# [Text for analysis]
The Pentagon’s emerging strategy could be described as deterrence through cognition. If nuclear deterrence relied on mutually assured destruction, AI deterrence may rely on mutually assured detection — an environment where every move is observed, analyzed and anticipated in real time.
Autonomous satellites soon could identify hostile launches or cyber intrusions the instant they occur, triggering countermeasures before human commanders even wake up. Such responsiveness could prevent escalation — or accelerate it uncontrollably. That tension — between control and chaos, autonomy and oversight — is the central drama of the AI space race.
“Decision-making machines need rules of the road just as much as people,” CSIS’ Swope said. “Without agreed-to rules of the road, whether satellites are controlled by humans or AI-enabled algorithms, it is hard to see significant breakthroughs in space safety.”
Digital Warriors
Inside the Space Force’s data centers, a new generation of digital warriors is taking shape. They are not pilots or astronauts, but coders — Guardians who defend constellations instead of continents. Their weapons are neural networks, their battlefield, the thermosphere. They are trained to think algorithmically, act collaboratively and trust machines as teammates. “The USSF recognized the need for digital fluency within the Guardian workforce, and based on the latest national guidance, the Space Force needs to emphasize AI literacy to employ these tools to solve operational challenges,” Iven said.
It’s likely that fluency will evolve and sharpen. Former Space Force acquisition chief Frank Calvelli predicted that by 2035 most U.S. military satellites will be “significantly more autonomous.” The era of joystick-controlled spacecraft will give way to fleets that navigate, analyze and even negotiate orbital paths on their own. “I could really envision 10 years, 15 years down the road, satellites being significantly more autonomous than they are today, like not needing operators, like being able to respond and take actions and do things on their own,” Calvelli said during the August 2024 National Defense Industrial Association Emerging Technologies for Defense conference, according to Defense One.

# [Source material]

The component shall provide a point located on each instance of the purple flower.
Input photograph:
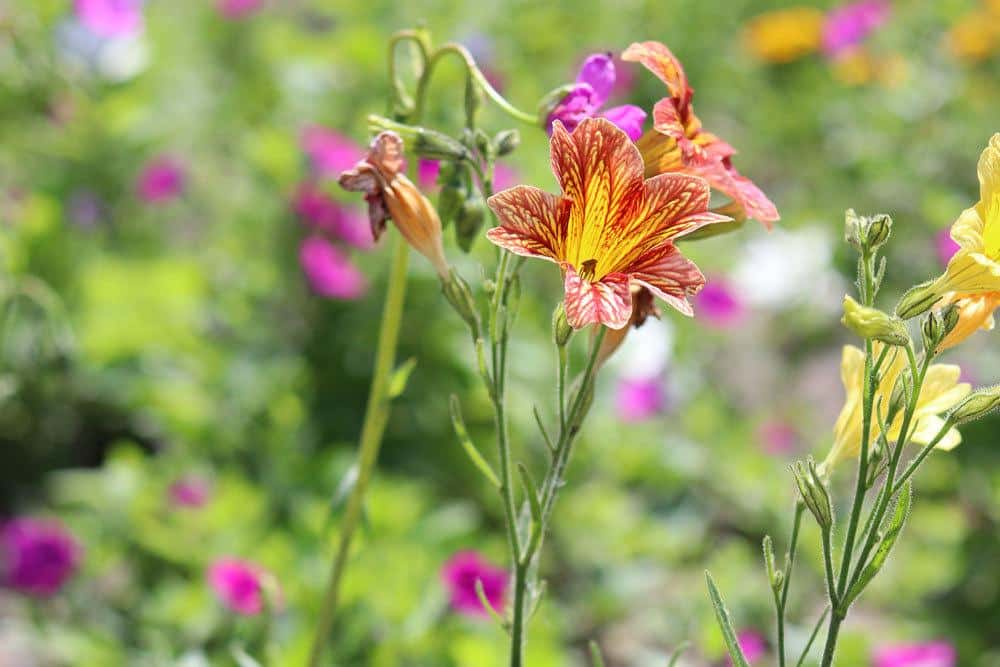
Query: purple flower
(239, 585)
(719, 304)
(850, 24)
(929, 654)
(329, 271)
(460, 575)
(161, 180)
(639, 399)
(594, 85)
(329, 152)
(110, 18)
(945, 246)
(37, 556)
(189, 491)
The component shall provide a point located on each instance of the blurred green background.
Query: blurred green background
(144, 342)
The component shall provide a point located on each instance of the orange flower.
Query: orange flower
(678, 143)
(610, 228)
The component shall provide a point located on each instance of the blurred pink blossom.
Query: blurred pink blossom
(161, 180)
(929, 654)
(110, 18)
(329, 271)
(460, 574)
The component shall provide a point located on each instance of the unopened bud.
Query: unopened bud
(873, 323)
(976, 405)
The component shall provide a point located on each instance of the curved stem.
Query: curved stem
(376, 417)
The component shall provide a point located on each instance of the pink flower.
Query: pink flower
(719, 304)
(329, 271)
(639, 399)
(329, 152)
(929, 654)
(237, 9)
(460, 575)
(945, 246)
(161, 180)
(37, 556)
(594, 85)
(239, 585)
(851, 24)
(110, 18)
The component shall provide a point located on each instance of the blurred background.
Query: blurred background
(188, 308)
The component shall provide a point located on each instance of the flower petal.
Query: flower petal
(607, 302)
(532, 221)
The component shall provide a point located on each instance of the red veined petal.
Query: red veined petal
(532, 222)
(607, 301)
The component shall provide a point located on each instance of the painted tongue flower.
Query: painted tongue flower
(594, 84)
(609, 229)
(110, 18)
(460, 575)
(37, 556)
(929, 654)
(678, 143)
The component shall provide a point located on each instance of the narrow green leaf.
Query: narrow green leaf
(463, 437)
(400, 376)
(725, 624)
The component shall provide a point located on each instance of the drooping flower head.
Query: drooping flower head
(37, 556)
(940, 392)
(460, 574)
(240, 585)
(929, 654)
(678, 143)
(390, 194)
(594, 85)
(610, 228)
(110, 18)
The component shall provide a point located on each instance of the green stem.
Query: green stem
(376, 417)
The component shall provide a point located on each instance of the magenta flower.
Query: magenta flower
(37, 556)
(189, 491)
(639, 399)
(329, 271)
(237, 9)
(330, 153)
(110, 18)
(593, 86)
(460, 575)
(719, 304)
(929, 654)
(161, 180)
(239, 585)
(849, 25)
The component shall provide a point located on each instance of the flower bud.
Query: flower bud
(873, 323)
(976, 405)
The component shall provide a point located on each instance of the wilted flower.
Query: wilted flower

# [Exercise prompt]
Continue the article on the Space Force and AI-driven satellites, starting right after its last sentence.

# [Output for this exercise]
The push toward autonomy in space makes sense, he said, given where the weak link in satellite systems lies, at ground-based control stations that are more vulnerable to cyberattacks. “I believe that from a threat perspective, ground antennas and ground stations are, to me, something that’s at risk in a conflict, so I think down the road, you want to take advantage of where the industry is going and really make your constellations as autonomous as possible and get human control out of the loop,” Calvelli said.
Meanwhile, the CCP’s plan for 2,800 AI-enabled satellites could give it a global surveillance grid powered by in-space computing. Russia, though economically constrained, continues to refine its anti-satellite and electronic warfare systems. The result is an increasingly contested, congested and competitive domain — a digital Wild West at a low Earth orbit speed of over 27,000 kph.
Why does it matter who dominates space AI? Because every other domain — air, sea, land and cyber — depends on it. GPS, communications, missile warning and navigation all rely on orbital systems. Lose space and you lose the war before it begins. “The winner will control the vital infrastructure of modern warfare,” Melanie Garson, an associate professor in International Conflict Resolution & International Security at University College London, told Business Insider. “It’s not just about satellites — it’s about who owns the data highways of the planet.”